### Task requirements
State how many lines in the listing below include the word "slope". Give nothing but the number.

□ □ □ □ □ □ □

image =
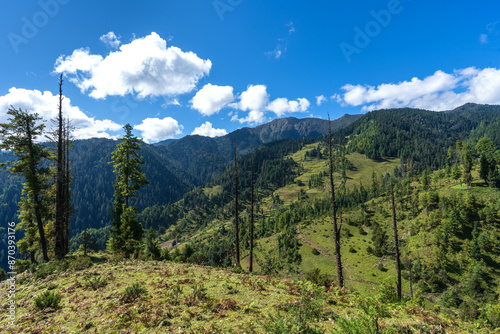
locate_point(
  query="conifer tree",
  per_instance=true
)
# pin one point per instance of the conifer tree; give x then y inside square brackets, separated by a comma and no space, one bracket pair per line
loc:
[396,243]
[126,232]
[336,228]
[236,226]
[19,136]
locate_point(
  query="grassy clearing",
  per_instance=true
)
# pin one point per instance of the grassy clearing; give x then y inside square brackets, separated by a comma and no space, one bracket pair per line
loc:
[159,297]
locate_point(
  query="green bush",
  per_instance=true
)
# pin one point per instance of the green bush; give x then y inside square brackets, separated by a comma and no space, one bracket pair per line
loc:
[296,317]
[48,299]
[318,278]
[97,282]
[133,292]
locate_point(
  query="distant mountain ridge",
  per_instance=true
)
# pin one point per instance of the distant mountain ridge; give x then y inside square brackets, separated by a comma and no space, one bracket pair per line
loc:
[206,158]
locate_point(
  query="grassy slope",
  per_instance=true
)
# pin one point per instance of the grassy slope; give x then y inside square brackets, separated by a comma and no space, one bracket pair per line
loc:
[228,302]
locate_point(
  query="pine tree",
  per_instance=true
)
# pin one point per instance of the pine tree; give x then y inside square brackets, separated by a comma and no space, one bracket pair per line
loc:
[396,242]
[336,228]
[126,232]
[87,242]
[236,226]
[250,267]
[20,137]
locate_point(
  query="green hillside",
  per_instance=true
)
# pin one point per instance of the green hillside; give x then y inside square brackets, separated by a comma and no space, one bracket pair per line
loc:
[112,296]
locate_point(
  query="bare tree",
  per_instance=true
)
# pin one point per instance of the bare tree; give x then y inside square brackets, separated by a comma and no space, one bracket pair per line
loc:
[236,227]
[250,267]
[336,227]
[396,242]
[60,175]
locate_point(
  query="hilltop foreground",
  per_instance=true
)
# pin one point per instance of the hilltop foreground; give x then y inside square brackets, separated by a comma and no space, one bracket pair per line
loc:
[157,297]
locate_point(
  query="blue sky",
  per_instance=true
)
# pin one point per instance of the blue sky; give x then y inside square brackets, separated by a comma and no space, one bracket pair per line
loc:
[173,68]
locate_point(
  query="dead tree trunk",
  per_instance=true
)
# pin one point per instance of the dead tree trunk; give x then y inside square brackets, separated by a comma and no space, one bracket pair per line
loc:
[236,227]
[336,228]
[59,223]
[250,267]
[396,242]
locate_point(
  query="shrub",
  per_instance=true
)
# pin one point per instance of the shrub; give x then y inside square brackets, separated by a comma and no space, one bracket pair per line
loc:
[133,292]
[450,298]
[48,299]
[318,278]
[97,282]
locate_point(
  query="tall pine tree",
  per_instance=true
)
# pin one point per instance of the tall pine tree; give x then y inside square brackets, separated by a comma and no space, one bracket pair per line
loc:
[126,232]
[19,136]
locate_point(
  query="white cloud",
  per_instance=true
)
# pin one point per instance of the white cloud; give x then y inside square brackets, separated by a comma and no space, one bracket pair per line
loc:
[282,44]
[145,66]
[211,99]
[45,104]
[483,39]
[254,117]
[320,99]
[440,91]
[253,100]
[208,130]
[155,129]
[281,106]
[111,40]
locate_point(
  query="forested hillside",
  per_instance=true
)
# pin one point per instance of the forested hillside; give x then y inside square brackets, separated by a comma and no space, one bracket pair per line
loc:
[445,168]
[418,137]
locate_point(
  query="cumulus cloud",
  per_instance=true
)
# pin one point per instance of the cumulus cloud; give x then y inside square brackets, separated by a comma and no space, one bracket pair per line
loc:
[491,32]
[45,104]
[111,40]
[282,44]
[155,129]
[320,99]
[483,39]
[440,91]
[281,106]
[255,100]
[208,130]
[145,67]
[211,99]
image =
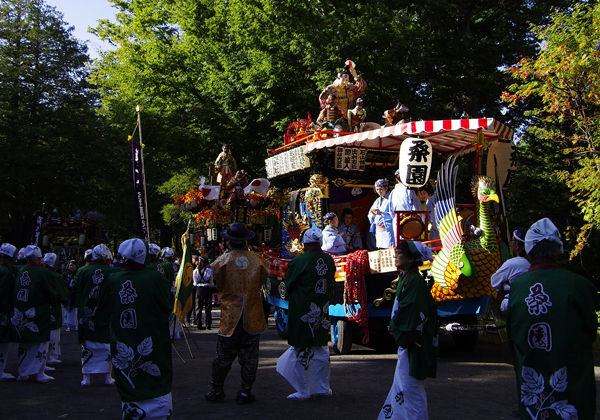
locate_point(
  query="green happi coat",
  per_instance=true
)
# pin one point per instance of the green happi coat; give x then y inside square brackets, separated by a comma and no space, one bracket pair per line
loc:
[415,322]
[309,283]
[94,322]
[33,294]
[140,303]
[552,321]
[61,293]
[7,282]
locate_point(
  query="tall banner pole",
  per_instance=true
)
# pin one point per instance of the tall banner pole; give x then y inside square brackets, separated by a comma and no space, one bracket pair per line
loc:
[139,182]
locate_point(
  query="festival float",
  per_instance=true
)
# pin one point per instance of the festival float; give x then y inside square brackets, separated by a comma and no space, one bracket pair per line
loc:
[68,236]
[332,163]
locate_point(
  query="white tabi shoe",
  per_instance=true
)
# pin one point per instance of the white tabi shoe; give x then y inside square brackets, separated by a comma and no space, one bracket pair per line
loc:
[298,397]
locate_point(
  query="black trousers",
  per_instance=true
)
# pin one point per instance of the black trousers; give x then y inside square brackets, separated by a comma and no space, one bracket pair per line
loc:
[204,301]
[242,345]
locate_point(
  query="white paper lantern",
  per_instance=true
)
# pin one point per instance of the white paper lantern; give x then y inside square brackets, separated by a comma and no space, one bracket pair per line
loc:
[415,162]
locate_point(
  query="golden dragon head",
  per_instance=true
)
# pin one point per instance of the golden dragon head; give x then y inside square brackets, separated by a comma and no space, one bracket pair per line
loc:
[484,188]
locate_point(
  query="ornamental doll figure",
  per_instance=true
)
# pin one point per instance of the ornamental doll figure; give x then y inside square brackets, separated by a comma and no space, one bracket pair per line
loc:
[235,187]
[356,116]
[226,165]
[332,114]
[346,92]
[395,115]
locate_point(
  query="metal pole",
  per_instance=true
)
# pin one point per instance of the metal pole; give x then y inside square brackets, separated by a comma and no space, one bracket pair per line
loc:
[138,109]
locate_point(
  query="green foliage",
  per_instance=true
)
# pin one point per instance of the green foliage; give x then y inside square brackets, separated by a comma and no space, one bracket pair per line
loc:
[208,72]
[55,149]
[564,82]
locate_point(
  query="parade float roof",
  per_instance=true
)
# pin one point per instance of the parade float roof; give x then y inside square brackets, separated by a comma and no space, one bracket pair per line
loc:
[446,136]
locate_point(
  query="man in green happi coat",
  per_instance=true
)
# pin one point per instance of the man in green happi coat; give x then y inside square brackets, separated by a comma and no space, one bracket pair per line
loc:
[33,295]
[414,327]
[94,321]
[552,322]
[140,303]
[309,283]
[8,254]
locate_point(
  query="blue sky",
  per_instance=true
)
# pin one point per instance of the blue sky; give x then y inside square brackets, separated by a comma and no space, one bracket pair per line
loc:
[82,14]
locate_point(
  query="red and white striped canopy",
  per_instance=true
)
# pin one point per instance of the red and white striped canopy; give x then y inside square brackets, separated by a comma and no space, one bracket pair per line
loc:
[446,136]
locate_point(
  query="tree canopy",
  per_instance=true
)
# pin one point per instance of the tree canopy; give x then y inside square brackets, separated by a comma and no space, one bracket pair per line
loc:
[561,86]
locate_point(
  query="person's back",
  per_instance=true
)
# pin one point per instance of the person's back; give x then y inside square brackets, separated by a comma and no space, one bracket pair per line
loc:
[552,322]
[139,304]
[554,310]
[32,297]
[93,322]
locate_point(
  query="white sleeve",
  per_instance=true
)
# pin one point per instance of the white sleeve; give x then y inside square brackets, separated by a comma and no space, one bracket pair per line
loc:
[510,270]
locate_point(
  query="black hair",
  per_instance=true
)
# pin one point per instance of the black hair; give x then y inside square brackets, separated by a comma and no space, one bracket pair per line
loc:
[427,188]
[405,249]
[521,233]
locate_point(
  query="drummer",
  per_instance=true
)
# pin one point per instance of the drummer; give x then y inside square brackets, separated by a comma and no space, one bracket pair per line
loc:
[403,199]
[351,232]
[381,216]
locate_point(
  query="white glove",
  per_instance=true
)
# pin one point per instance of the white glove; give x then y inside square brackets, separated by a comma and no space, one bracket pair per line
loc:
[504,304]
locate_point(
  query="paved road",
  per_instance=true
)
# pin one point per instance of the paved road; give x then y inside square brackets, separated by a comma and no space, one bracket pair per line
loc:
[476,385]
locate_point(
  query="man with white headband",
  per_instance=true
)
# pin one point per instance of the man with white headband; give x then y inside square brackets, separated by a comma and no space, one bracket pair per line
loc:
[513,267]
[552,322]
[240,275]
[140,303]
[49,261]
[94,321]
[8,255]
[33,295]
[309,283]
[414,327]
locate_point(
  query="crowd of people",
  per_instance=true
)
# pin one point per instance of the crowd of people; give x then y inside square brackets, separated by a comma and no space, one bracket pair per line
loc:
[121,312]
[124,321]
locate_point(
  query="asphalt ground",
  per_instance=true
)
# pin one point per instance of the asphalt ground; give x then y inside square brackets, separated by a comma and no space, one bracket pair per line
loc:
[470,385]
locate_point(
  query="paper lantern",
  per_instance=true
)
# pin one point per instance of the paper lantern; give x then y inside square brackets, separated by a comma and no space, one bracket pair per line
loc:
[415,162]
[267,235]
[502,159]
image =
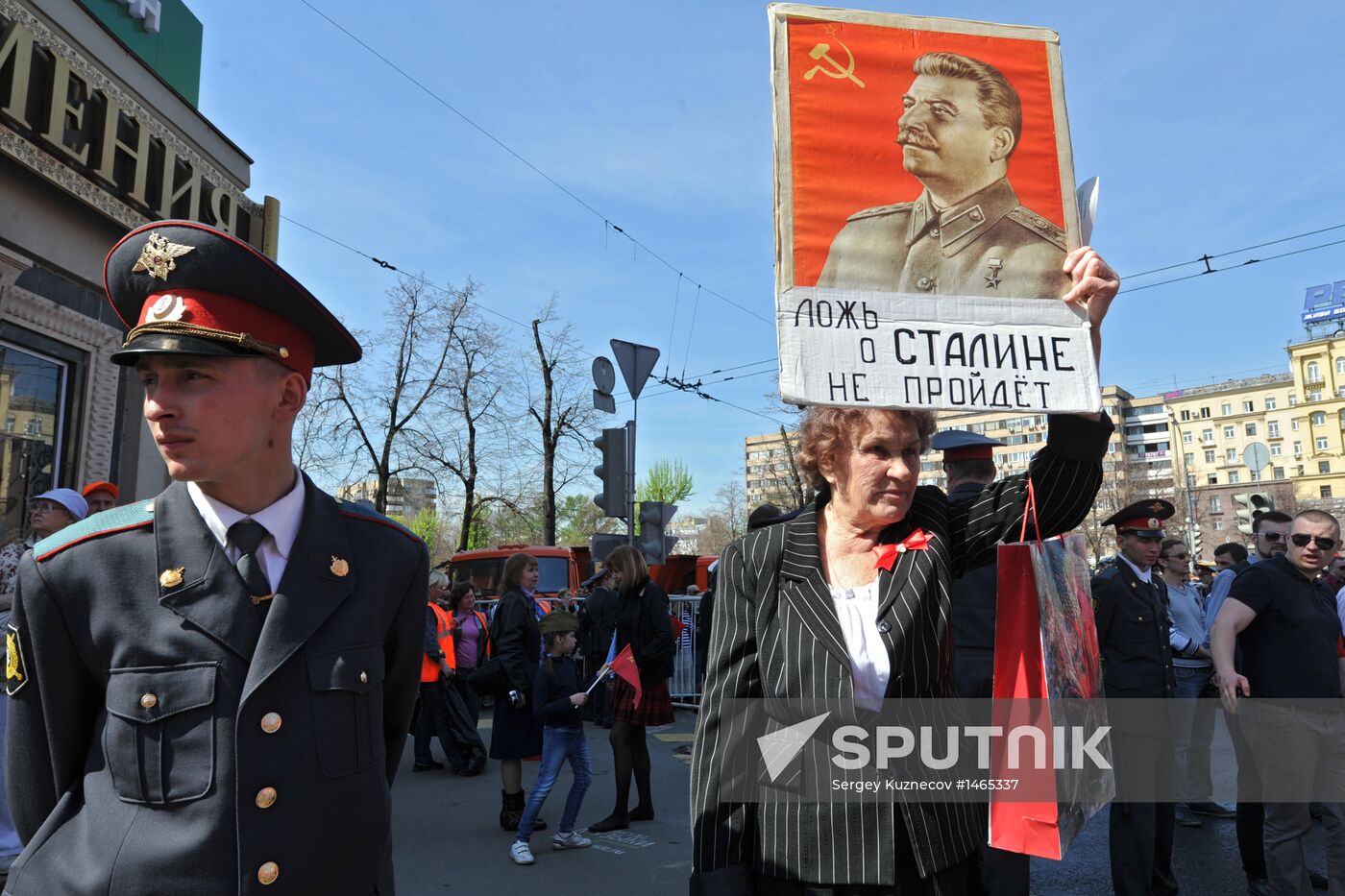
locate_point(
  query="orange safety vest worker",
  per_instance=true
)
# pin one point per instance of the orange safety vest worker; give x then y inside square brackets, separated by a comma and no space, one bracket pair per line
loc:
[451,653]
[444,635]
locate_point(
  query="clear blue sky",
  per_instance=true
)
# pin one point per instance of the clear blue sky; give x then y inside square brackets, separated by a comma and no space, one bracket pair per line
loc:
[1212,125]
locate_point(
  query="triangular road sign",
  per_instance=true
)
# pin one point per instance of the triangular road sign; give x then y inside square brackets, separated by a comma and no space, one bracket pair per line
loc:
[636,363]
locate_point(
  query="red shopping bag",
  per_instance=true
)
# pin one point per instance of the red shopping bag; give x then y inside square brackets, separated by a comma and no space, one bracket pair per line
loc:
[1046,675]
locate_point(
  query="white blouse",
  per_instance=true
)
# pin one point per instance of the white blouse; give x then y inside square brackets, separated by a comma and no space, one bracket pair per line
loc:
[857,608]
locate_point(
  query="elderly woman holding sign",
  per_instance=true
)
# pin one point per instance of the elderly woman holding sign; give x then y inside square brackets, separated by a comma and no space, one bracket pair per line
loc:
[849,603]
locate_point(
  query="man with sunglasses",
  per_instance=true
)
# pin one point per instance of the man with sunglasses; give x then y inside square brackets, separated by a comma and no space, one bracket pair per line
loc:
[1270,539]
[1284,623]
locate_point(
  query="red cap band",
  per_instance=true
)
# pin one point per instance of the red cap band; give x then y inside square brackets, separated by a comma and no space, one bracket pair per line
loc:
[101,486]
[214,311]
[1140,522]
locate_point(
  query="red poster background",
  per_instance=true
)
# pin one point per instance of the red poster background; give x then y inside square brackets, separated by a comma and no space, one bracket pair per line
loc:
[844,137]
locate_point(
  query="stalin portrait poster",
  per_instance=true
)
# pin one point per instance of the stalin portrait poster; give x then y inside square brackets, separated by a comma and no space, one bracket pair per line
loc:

□ □ □ □ □ □ □

### Exercise output
2